[DIRECTIONS FOR THIS TASK] Reproduce the records below in full and exactly, without their images.

### PROVIDED MATERIAL

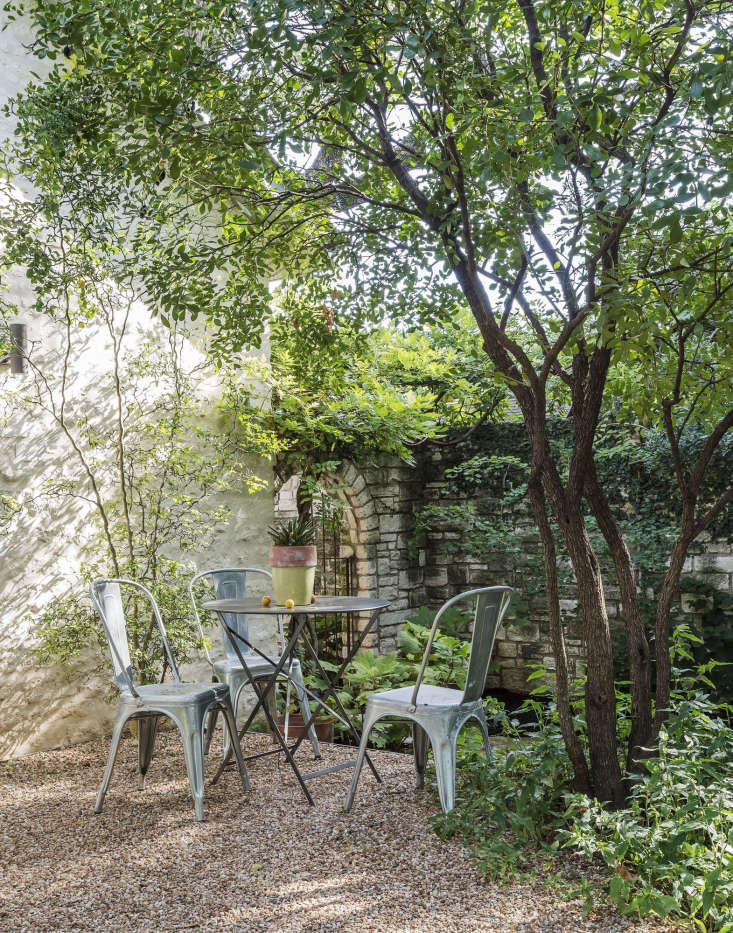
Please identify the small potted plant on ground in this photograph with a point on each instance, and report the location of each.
(293, 561)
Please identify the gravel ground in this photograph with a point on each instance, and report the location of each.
(263, 863)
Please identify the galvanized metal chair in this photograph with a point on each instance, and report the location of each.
(187, 704)
(231, 583)
(439, 713)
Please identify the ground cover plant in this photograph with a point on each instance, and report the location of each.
(667, 851)
(369, 673)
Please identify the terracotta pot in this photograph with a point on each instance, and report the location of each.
(324, 727)
(293, 573)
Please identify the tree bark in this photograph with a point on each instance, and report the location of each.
(581, 775)
(600, 691)
(636, 640)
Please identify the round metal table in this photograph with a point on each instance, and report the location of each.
(302, 618)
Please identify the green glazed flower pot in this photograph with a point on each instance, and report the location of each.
(293, 573)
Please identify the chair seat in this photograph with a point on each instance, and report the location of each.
(428, 695)
(179, 693)
(255, 663)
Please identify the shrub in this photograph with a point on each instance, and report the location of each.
(668, 852)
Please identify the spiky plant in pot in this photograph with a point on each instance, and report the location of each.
(293, 561)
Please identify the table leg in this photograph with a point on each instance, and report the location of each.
(261, 694)
(332, 692)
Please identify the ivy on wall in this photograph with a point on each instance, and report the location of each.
(482, 504)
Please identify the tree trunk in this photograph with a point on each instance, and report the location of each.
(636, 640)
(600, 692)
(664, 606)
(581, 775)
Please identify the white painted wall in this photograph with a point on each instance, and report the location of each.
(39, 560)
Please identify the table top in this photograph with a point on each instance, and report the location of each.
(323, 605)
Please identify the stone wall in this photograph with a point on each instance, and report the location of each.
(384, 498)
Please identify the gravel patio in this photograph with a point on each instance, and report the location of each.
(267, 863)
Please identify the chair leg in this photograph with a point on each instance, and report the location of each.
(420, 750)
(211, 719)
(444, 755)
(485, 733)
(369, 720)
(297, 674)
(191, 729)
(147, 728)
(111, 758)
(235, 696)
(231, 728)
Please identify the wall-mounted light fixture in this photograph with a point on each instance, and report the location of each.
(15, 358)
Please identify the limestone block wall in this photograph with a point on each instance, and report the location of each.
(43, 548)
(384, 499)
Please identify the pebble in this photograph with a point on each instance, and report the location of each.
(262, 863)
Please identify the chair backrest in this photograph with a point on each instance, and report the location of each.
(491, 604)
(229, 583)
(107, 600)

######

[TASK ANSWER]
Please identify the small potted plant on ground in this photograph with a point on each instance, and report the location of each.
(293, 561)
Please identify the gravel ground in this photograph with a point on each instance, and report the location of each.
(263, 863)
Please identify the galvanized metal chair in this photograph with a point on each instance, and report the location of each.
(187, 704)
(231, 583)
(439, 713)
Please identify the ground cover plant in this photograph with a point on each instance, and report the location of each.
(667, 851)
(369, 673)
Please identify the terracotta pot in this photograph with a point on each instance, and report the location of each.
(324, 727)
(293, 573)
Please identify the tree bark in this photograph with a point on each instance, and report the location of each.
(581, 775)
(600, 691)
(636, 640)
Please identify the round metal table in this photograph with a point on each instance, and report the location of each.
(302, 618)
Please identify the green glazed flower pot in this photograph with a point on each instance, and report the location of each.
(293, 573)
Please identify the chair seat in this photograph with a point on each instance, and report the location of each.
(428, 695)
(179, 693)
(255, 663)
Please identify the shrub in this photograph with a point on each instance, and report the location of each.
(668, 852)
Please identify the spiky plant in pot in this photograph with a point on each instance, and report the location of each.
(293, 561)
Please identify the table leg in this photograph with a point on each instance, and report the location of each.
(261, 694)
(332, 692)
Please identify the ivy on wall in this photograph with a point on each instance, and report the location of each.
(482, 504)
Please identify the tree trunk in this photograph with a point on each instance, and report the location of each.
(636, 640)
(600, 692)
(664, 606)
(581, 775)
Please identify the white painted wall in this photograph with a point on each instance, and report the location of each.
(39, 560)
Please identify the table top in this photograph with a point on each instance, and report the location of each.
(323, 605)
Please identify the stone wall in this photograph with a point on each instance, and report the location of each.
(384, 498)
Please identify the gravel patio in this photograph with a point on each instance, and report the location of each.
(267, 863)
Please identify the chair leg in this photograph with a point on each instance, and report the location of each.
(420, 750)
(211, 719)
(444, 755)
(485, 733)
(369, 720)
(297, 674)
(191, 729)
(147, 728)
(111, 758)
(235, 696)
(231, 728)
Please identify the wall-mounted light fixture in this photograph with a point on each instance, and report the location of each.
(15, 358)
Please identify the limestone block wall in this photograph with a point on each instance, and report the location of each.
(43, 548)
(384, 499)
Please identify the pebble in this photograph with a point on each instance, and report the location of each.
(262, 863)
Please identify the chair backrest in this photograph with a point on each instance, and report the location of each.
(491, 604)
(229, 583)
(107, 600)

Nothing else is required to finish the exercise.